## Consigne 1
Selon le document sur le Cachemire, quels pays contrôlent les trois territoires issus de l'ex-Cachemire ?
## Consigne 2
D'après le document sur le Cachemire, qu'est-ce qui explique la tension maximale entre New Delhi et Islamabad ? Répondez en une à trois phrases.
## Consigne 3
Poursuivez le document sur le Cachemire en reprenant juste après sa dernière phrase.

## Document
*-*-*
« Entre New Delhi et Islamabad, la tension est maximale depuis un attentat perpétré dans le Cachemire indien la semaine dernière. 26 personnes sont mortes dans cette attaque, qui a eu lieu dans une région que les deux pays revendiquent depuis leur indépendance en 1947. », annoncent les agences de presse, fin avril dernier. Information anodine pour beaucoup d’entre nous. Mais gardons-nous de notre habituelle indifférence de ce qui passe ailleurs même si cet attentat s’est passé aux antipodes de notre île.
Comme la plupart des grands problèmes contemporains dont la source est la décomposition des grands empires coloniaux du XIXe siècle, celui de l’empire britannique, du sous-continent indien en est l’exemple. La fin de la colonisation anglaise a entraîné principalement la création de deux Etats, le Pakistan et l’Inde mais aussi d’autres entités géographiques qui ont servi de déversoir de populations disputées des deux et dont le contrôle est toujours litigieux, pour preuve, l’ex Cachemire est décomposé de 3 territoires (contrôlés par le Pakistan, l’Inde et la Chine) n’ont pas de « frontières reconnues » mais des « lignes de contrôle ».
*-*-*
## Extraits du listing
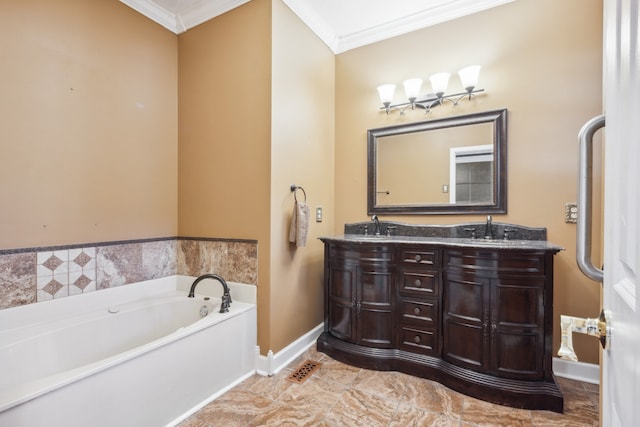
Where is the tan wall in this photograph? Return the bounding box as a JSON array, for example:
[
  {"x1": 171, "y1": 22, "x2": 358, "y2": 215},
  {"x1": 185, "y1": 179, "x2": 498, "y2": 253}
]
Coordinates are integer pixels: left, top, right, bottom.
[
  {"x1": 0, "y1": 0, "x2": 178, "y2": 249},
  {"x1": 178, "y1": 0, "x2": 271, "y2": 351},
  {"x1": 270, "y1": 0, "x2": 335, "y2": 351},
  {"x1": 334, "y1": 0, "x2": 602, "y2": 363}
]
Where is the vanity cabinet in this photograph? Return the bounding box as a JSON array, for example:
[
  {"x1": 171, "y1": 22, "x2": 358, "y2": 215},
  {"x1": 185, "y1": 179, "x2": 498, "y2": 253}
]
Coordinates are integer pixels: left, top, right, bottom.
[
  {"x1": 326, "y1": 245, "x2": 395, "y2": 348},
  {"x1": 317, "y1": 237, "x2": 563, "y2": 412},
  {"x1": 442, "y1": 249, "x2": 553, "y2": 380}
]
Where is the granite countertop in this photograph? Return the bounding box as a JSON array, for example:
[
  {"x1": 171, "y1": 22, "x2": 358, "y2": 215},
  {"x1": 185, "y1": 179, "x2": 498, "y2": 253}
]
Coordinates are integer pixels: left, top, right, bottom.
[{"x1": 320, "y1": 234, "x2": 564, "y2": 252}]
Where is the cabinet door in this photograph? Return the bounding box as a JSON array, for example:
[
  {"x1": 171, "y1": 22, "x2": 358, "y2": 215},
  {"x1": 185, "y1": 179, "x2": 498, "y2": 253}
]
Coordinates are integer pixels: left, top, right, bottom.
[
  {"x1": 491, "y1": 277, "x2": 545, "y2": 379},
  {"x1": 327, "y1": 264, "x2": 356, "y2": 342},
  {"x1": 356, "y1": 264, "x2": 395, "y2": 348},
  {"x1": 442, "y1": 272, "x2": 490, "y2": 371}
]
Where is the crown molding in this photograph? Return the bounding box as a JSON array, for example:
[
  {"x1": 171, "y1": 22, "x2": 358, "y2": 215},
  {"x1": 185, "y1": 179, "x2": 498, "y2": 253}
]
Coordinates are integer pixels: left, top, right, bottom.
[
  {"x1": 120, "y1": 0, "x2": 250, "y2": 34},
  {"x1": 176, "y1": 0, "x2": 250, "y2": 32},
  {"x1": 283, "y1": 0, "x2": 515, "y2": 54},
  {"x1": 120, "y1": 0, "x2": 515, "y2": 49},
  {"x1": 120, "y1": 0, "x2": 178, "y2": 34}
]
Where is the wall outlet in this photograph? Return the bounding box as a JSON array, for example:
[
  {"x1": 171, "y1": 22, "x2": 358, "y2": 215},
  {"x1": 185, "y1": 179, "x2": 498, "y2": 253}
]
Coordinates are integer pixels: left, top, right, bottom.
[{"x1": 564, "y1": 202, "x2": 578, "y2": 224}]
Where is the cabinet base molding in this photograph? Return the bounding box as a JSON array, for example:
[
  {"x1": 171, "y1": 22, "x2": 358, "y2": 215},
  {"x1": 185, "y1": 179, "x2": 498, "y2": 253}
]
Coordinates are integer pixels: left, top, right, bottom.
[{"x1": 317, "y1": 332, "x2": 564, "y2": 413}]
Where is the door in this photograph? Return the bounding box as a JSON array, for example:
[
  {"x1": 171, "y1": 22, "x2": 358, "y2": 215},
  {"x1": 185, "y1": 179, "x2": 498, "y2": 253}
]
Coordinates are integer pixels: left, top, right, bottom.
[{"x1": 602, "y1": 0, "x2": 640, "y2": 427}]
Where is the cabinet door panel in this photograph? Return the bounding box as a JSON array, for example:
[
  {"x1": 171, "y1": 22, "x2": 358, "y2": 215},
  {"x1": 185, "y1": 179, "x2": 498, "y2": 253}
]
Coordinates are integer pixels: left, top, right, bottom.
[
  {"x1": 358, "y1": 309, "x2": 395, "y2": 348},
  {"x1": 492, "y1": 331, "x2": 544, "y2": 379},
  {"x1": 327, "y1": 266, "x2": 356, "y2": 342},
  {"x1": 328, "y1": 302, "x2": 356, "y2": 342},
  {"x1": 492, "y1": 279, "x2": 544, "y2": 328},
  {"x1": 359, "y1": 271, "x2": 391, "y2": 309},
  {"x1": 442, "y1": 320, "x2": 488, "y2": 370},
  {"x1": 445, "y1": 274, "x2": 488, "y2": 323},
  {"x1": 329, "y1": 267, "x2": 355, "y2": 303},
  {"x1": 442, "y1": 273, "x2": 490, "y2": 371}
]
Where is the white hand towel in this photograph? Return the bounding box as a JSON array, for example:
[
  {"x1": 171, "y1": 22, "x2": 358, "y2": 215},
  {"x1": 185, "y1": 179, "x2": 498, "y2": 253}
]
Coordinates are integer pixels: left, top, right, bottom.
[{"x1": 289, "y1": 202, "x2": 309, "y2": 248}]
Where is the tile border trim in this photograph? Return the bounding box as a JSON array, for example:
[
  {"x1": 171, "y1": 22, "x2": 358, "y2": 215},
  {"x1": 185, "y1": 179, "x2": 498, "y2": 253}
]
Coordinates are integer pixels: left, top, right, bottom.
[{"x1": 0, "y1": 236, "x2": 258, "y2": 255}]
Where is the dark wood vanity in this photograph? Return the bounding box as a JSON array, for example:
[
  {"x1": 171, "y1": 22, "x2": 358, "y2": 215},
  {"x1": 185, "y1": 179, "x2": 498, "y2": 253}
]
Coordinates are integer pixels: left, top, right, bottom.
[{"x1": 317, "y1": 224, "x2": 563, "y2": 412}]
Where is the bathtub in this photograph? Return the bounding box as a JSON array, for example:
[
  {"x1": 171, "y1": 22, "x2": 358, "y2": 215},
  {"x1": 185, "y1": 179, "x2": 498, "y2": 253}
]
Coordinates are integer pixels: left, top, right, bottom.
[{"x1": 0, "y1": 276, "x2": 257, "y2": 427}]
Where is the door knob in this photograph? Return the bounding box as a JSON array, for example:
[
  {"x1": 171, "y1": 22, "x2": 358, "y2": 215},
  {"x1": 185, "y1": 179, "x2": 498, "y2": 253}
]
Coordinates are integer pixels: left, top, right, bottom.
[{"x1": 558, "y1": 310, "x2": 611, "y2": 361}]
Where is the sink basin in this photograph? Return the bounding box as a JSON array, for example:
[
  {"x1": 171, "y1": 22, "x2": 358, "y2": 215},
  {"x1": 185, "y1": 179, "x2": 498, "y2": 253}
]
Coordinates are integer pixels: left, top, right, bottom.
[
  {"x1": 469, "y1": 239, "x2": 531, "y2": 246},
  {"x1": 348, "y1": 234, "x2": 393, "y2": 240}
]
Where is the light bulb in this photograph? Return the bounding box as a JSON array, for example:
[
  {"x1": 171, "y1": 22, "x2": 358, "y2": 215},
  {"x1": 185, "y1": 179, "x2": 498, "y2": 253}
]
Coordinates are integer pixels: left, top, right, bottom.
[{"x1": 429, "y1": 73, "x2": 449, "y2": 98}]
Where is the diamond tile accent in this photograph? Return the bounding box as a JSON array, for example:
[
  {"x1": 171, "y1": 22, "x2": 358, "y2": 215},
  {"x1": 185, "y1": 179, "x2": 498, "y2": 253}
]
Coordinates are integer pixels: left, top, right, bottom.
[
  {"x1": 42, "y1": 255, "x2": 64, "y2": 271},
  {"x1": 42, "y1": 279, "x2": 64, "y2": 295},
  {"x1": 73, "y1": 274, "x2": 91, "y2": 290},
  {"x1": 73, "y1": 252, "x2": 91, "y2": 267}
]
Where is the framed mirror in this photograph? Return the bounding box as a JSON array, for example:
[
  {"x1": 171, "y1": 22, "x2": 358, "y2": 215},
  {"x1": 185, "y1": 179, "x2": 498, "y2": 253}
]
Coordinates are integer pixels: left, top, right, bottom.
[{"x1": 367, "y1": 109, "x2": 507, "y2": 215}]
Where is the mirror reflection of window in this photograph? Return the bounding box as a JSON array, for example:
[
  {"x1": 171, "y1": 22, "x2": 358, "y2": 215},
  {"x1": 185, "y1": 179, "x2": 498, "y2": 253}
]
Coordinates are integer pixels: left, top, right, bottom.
[{"x1": 449, "y1": 145, "x2": 494, "y2": 204}]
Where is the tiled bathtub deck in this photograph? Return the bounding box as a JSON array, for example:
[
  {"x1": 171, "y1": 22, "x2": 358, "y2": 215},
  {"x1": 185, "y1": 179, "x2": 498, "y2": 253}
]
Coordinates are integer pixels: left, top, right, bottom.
[{"x1": 179, "y1": 347, "x2": 598, "y2": 427}]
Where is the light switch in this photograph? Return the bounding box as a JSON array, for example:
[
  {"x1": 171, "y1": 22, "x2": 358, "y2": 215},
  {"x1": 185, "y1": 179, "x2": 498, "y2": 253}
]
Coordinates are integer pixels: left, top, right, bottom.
[{"x1": 564, "y1": 203, "x2": 578, "y2": 224}]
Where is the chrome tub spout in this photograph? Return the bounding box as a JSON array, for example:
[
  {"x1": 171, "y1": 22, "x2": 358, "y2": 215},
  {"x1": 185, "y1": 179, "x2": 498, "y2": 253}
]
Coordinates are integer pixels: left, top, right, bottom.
[{"x1": 188, "y1": 273, "x2": 231, "y2": 313}]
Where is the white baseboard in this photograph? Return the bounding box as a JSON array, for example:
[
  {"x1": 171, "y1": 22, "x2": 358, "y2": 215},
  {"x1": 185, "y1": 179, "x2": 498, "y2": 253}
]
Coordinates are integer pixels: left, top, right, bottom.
[
  {"x1": 256, "y1": 323, "x2": 324, "y2": 376},
  {"x1": 256, "y1": 330, "x2": 600, "y2": 384},
  {"x1": 553, "y1": 357, "x2": 600, "y2": 384}
]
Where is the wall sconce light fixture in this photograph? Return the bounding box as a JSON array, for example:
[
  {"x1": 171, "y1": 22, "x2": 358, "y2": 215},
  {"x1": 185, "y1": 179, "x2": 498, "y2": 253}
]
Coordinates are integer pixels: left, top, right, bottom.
[{"x1": 378, "y1": 65, "x2": 484, "y2": 114}]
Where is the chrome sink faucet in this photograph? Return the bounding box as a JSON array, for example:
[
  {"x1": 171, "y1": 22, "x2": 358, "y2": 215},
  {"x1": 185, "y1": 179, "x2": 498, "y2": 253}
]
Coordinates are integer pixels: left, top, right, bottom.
[
  {"x1": 371, "y1": 215, "x2": 380, "y2": 236},
  {"x1": 484, "y1": 215, "x2": 493, "y2": 240},
  {"x1": 188, "y1": 274, "x2": 231, "y2": 313}
]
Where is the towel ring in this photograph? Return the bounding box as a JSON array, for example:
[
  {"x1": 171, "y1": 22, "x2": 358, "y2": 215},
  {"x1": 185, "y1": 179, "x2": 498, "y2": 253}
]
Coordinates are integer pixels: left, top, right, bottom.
[{"x1": 291, "y1": 184, "x2": 307, "y2": 203}]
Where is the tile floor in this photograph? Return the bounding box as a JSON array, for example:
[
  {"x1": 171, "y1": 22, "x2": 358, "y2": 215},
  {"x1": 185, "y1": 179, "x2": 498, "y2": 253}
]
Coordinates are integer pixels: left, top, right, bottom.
[{"x1": 179, "y1": 346, "x2": 598, "y2": 427}]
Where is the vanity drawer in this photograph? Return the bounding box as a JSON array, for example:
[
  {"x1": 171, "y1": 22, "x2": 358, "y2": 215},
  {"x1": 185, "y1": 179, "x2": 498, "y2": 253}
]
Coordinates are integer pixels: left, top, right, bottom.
[
  {"x1": 329, "y1": 245, "x2": 394, "y2": 263},
  {"x1": 399, "y1": 268, "x2": 440, "y2": 296},
  {"x1": 400, "y1": 248, "x2": 440, "y2": 267},
  {"x1": 400, "y1": 327, "x2": 439, "y2": 356},
  {"x1": 400, "y1": 299, "x2": 438, "y2": 326},
  {"x1": 444, "y1": 250, "x2": 545, "y2": 274}
]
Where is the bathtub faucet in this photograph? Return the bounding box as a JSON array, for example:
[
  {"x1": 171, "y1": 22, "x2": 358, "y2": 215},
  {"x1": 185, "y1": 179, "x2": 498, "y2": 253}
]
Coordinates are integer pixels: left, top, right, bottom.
[
  {"x1": 371, "y1": 215, "x2": 380, "y2": 236},
  {"x1": 484, "y1": 215, "x2": 493, "y2": 239},
  {"x1": 188, "y1": 274, "x2": 231, "y2": 313}
]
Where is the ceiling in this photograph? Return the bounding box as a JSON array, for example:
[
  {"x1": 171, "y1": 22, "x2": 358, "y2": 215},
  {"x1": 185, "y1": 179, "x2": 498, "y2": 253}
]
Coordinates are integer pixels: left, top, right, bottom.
[{"x1": 120, "y1": 0, "x2": 515, "y2": 54}]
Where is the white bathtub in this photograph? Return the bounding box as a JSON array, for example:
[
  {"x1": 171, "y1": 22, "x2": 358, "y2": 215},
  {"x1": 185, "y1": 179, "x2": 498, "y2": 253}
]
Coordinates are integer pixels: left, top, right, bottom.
[{"x1": 0, "y1": 276, "x2": 257, "y2": 427}]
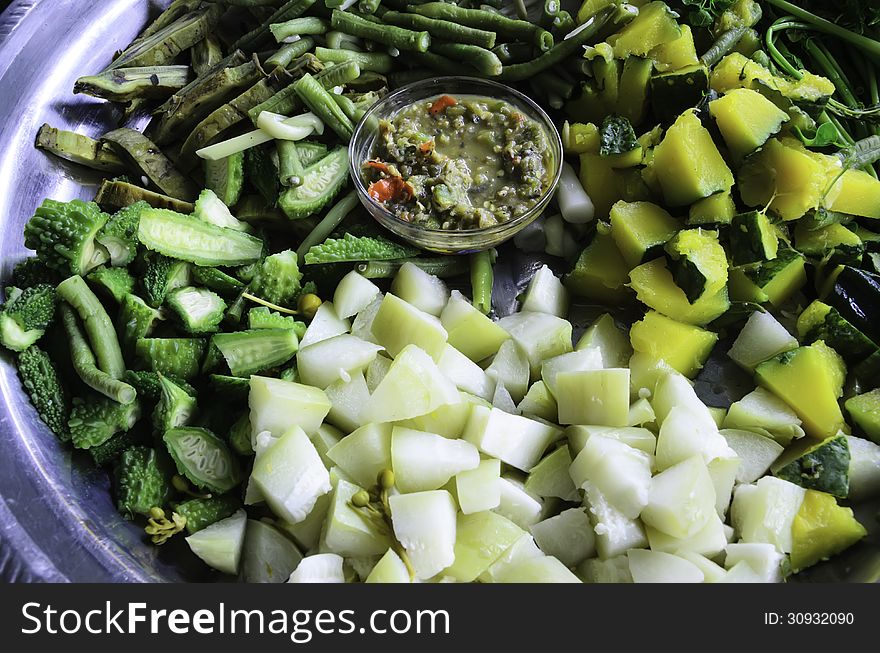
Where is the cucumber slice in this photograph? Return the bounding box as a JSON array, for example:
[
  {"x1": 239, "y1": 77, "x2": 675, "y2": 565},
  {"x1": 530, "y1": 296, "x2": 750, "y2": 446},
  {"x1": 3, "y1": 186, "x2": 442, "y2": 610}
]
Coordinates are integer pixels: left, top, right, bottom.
[
  {"x1": 541, "y1": 347, "x2": 605, "y2": 402},
  {"x1": 391, "y1": 262, "x2": 449, "y2": 317},
  {"x1": 333, "y1": 270, "x2": 381, "y2": 319},
  {"x1": 320, "y1": 478, "x2": 391, "y2": 558},
  {"x1": 524, "y1": 446, "x2": 580, "y2": 502},
  {"x1": 391, "y1": 426, "x2": 480, "y2": 492},
  {"x1": 186, "y1": 510, "x2": 247, "y2": 574},
  {"x1": 440, "y1": 290, "x2": 510, "y2": 363},
  {"x1": 364, "y1": 549, "x2": 412, "y2": 583},
  {"x1": 720, "y1": 429, "x2": 783, "y2": 483},
  {"x1": 565, "y1": 424, "x2": 657, "y2": 456},
  {"x1": 577, "y1": 555, "x2": 632, "y2": 583},
  {"x1": 516, "y1": 380, "x2": 559, "y2": 422},
  {"x1": 248, "y1": 375, "x2": 330, "y2": 443},
  {"x1": 520, "y1": 265, "x2": 569, "y2": 317},
  {"x1": 656, "y1": 406, "x2": 736, "y2": 471},
  {"x1": 241, "y1": 519, "x2": 302, "y2": 583},
  {"x1": 569, "y1": 435, "x2": 651, "y2": 519},
  {"x1": 437, "y1": 345, "x2": 495, "y2": 401},
  {"x1": 645, "y1": 515, "x2": 727, "y2": 558},
  {"x1": 555, "y1": 368, "x2": 629, "y2": 426},
  {"x1": 462, "y1": 406, "x2": 561, "y2": 472},
  {"x1": 493, "y1": 476, "x2": 544, "y2": 530},
  {"x1": 251, "y1": 426, "x2": 331, "y2": 524},
  {"x1": 325, "y1": 372, "x2": 370, "y2": 433},
  {"x1": 724, "y1": 542, "x2": 785, "y2": 583},
  {"x1": 162, "y1": 427, "x2": 241, "y2": 494},
  {"x1": 531, "y1": 508, "x2": 596, "y2": 567},
  {"x1": 486, "y1": 340, "x2": 528, "y2": 404},
  {"x1": 327, "y1": 424, "x2": 391, "y2": 487},
  {"x1": 730, "y1": 476, "x2": 807, "y2": 553},
  {"x1": 498, "y1": 312, "x2": 573, "y2": 378},
  {"x1": 278, "y1": 147, "x2": 348, "y2": 220},
  {"x1": 846, "y1": 435, "x2": 880, "y2": 501},
  {"x1": 296, "y1": 333, "x2": 382, "y2": 389},
  {"x1": 575, "y1": 313, "x2": 633, "y2": 367},
  {"x1": 138, "y1": 208, "x2": 263, "y2": 267},
  {"x1": 364, "y1": 345, "x2": 461, "y2": 422},
  {"x1": 444, "y1": 512, "x2": 523, "y2": 583},
  {"x1": 583, "y1": 481, "x2": 648, "y2": 560},
  {"x1": 388, "y1": 490, "x2": 456, "y2": 580},
  {"x1": 455, "y1": 458, "x2": 501, "y2": 515},
  {"x1": 727, "y1": 311, "x2": 798, "y2": 372},
  {"x1": 287, "y1": 553, "x2": 345, "y2": 583},
  {"x1": 627, "y1": 549, "x2": 705, "y2": 583},
  {"x1": 722, "y1": 388, "x2": 804, "y2": 446},
  {"x1": 641, "y1": 456, "x2": 716, "y2": 539},
  {"x1": 299, "y1": 302, "x2": 351, "y2": 348},
  {"x1": 373, "y1": 293, "x2": 447, "y2": 360}
]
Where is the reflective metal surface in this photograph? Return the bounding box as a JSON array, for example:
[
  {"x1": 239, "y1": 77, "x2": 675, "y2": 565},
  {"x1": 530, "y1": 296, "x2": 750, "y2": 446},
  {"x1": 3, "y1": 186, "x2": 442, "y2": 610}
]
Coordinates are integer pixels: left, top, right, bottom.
[{"x1": 0, "y1": 0, "x2": 880, "y2": 582}]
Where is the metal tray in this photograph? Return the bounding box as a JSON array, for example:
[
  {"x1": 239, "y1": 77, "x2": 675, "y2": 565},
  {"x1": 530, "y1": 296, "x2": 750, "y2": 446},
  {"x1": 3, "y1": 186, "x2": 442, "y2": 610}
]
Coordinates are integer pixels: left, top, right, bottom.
[{"x1": 0, "y1": 0, "x2": 880, "y2": 582}]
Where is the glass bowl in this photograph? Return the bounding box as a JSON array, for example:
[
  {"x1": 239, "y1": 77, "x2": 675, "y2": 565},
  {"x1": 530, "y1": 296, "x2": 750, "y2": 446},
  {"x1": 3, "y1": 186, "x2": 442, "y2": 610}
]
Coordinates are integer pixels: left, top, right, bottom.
[{"x1": 348, "y1": 77, "x2": 562, "y2": 254}]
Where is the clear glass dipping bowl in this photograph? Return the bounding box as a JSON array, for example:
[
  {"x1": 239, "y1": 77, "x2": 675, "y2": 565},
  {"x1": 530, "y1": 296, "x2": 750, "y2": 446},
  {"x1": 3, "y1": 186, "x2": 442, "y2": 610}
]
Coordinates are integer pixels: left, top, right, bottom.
[{"x1": 348, "y1": 77, "x2": 562, "y2": 254}]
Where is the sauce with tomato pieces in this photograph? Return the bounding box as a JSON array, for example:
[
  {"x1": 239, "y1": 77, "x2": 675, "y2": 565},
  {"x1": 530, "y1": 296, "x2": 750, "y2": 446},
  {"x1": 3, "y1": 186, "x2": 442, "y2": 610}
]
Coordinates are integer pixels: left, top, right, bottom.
[{"x1": 363, "y1": 95, "x2": 552, "y2": 230}]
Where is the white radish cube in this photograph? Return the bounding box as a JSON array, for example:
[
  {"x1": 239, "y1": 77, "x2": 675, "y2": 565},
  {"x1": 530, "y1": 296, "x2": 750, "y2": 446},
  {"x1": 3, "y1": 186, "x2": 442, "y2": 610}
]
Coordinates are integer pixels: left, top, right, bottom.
[
  {"x1": 497, "y1": 556, "x2": 581, "y2": 583},
  {"x1": 730, "y1": 476, "x2": 807, "y2": 553},
  {"x1": 627, "y1": 550, "x2": 705, "y2": 583},
  {"x1": 517, "y1": 381, "x2": 559, "y2": 422},
  {"x1": 525, "y1": 445, "x2": 580, "y2": 501},
  {"x1": 645, "y1": 515, "x2": 727, "y2": 557},
  {"x1": 569, "y1": 435, "x2": 651, "y2": 519},
  {"x1": 493, "y1": 476, "x2": 544, "y2": 530},
  {"x1": 299, "y1": 302, "x2": 351, "y2": 348},
  {"x1": 520, "y1": 265, "x2": 568, "y2": 317},
  {"x1": 437, "y1": 345, "x2": 495, "y2": 401},
  {"x1": 388, "y1": 490, "x2": 456, "y2": 580},
  {"x1": 463, "y1": 406, "x2": 561, "y2": 472},
  {"x1": 556, "y1": 368, "x2": 629, "y2": 426},
  {"x1": 251, "y1": 426, "x2": 331, "y2": 524},
  {"x1": 373, "y1": 293, "x2": 447, "y2": 360},
  {"x1": 287, "y1": 553, "x2": 345, "y2": 583},
  {"x1": 727, "y1": 311, "x2": 798, "y2": 373},
  {"x1": 642, "y1": 456, "x2": 717, "y2": 539},
  {"x1": 296, "y1": 333, "x2": 382, "y2": 389},
  {"x1": 395, "y1": 392, "x2": 490, "y2": 438},
  {"x1": 327, "y1": 424, "x2": 391, "y2": 487},
  {"x1": 721, "y1": 429, "x2": 784, "y2": 483},
  {"x1": 541, "y1": 347, "x2": 608, "y2": 398},
  {"x1": 333, "y1": 270, "x2": 381, "y2": 319},
  {"x1": 391, "y1": 426, "x2": 480, "y2": 492},
  {"x1": 186, "y1": 510, "x2": 247, "y2": 574},
  {"x1": 444, "y1": 512, "x2": 523, "y2": 583},
  {"x1": 320, "y1": 478, "x2": 391, "y2": 558},
  {"x1": 656, "y1": 406, "x2": 735, "y2": 471},
  {"x1": 498, "y1": 312, "x2": 574, "y2": 378},
  {"x1": 364, "y1": 549, "x2": 412, "y2": 583},
  {"x1": 248, "y1": 375, "x2": 330, "y2": 444},
  {"x1": 455, "y1": 458, "x2": 501, "y2": 515},
  {"x1": 486, "y1": 340, "x2": 531, "y2": 401},
  {"x1": 364, "y1": 345, "x2": 461, "y2": 422},
  {"x1": 584, "y1": 482, "x2": 648, "y2": 560},
  {"x1": 391, "y1": 262, "x2": 449, "y2": 317},
  {"x1": 324, "y1": 372, "x2": 370, "y2": 433},
  {"x1": 531, "y1": 508, "x2": 596, "y2": 567},
  {"x1": 440, "y1": 290, "x2": 510, "y2": 363}
]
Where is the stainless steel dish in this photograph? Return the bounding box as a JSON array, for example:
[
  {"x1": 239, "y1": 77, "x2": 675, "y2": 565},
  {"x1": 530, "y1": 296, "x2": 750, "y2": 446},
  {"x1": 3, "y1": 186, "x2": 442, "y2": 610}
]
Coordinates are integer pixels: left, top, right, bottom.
[{"x1": 0, "y1": 0, "x2": 880, "y2": 582}]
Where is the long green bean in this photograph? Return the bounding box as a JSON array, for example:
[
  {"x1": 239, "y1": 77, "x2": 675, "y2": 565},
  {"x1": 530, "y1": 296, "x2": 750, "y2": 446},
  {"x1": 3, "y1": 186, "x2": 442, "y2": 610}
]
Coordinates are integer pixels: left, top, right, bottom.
[
  {"x1": 411, "y1": 2, "x2": 553, "y2": 51},
  {"x1": 59, "y1": 304, "x2": 137, "y2": 404},
  {"x1": 330, "y1": 9, "x2": 431, "y2": 52},
  {"x1": 382, "y1": 11, "x2": 496, "y2": 49}
]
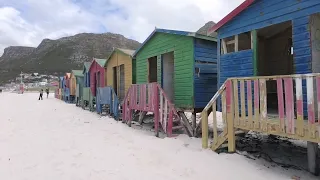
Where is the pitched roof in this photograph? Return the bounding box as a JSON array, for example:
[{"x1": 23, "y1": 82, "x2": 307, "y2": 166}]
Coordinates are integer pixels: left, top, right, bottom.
*-*-*
## Réponse 1
Le Pakistan, l'Inde et la Chine.

## Réponse 2
La tension vient d'un attentat commis la semaine précédente dans le Cachemire indien, qui a fait 26 morts. Cette attaque a eu lieu dans une région que l'Inde et le Pakistan revendiquent tous deux depuis leur indépendance en 1947.

## Réponse 3
Mais le Cachemire est si loin de nous que les enfants diraient : « Inona no idiran’ny vitsika amin’ny pétrole » pour dire qu’il n’y aucun lien entre ce territoire et Madagascar. Mais c’est ignorer que nous avons chez nous les « Karana » ou ce qu’on appelle improprement « Indo-Pakistanais » faisant allusion à un espace géographique peuplé de diverses ethnies.
Sophie Blanchy dans son ouvrage intitulé « Karana et Banians » ou Les Communautés commerciales d’origine indienne à Madagascar, publié en 1995 chez L’Harmattan en dit long sur cette communauté et ses origines dont elle revendique (si près) et dont elle est étrangère à la fois (si loin). Une communauté dont le rôle économique est important dans le pays. Elle écrit page 16 « L’identité karana ressemble à un puzzle ; le pays d’origine, l’Inde du Nord-Ouest, plus précisément la presqu’île du Kathiawar et le Kutch dans l’État du Guéjarat, est totalement inconnu de bon nombre d’entre eux actuellement. Pire, pour ceux qui y sont allés, ils se sont parfois retrouvés étrangers « chez eux ». Pourtant la langue gujerati est ce qu’ils parlent depuis leur plus tendre enfance : c’est leur langue maternelle apprise en même temps que le malgache parlé avec la « nénène » (mpiasa ou ramatoa)… Cette langue gujerati, est source d’identité ethnique,… Être gujerati et musulman, quelque soit la secte est donc au cœur de l’identité karana, fait partie de sa tradition ». Tout cela pour savoir si la tension entre Islamabad et New Delhi peut impacter sur les relations entre Karana et Banian (hindous). Apparemment non, du moins officiellement.
M.Ranarivao.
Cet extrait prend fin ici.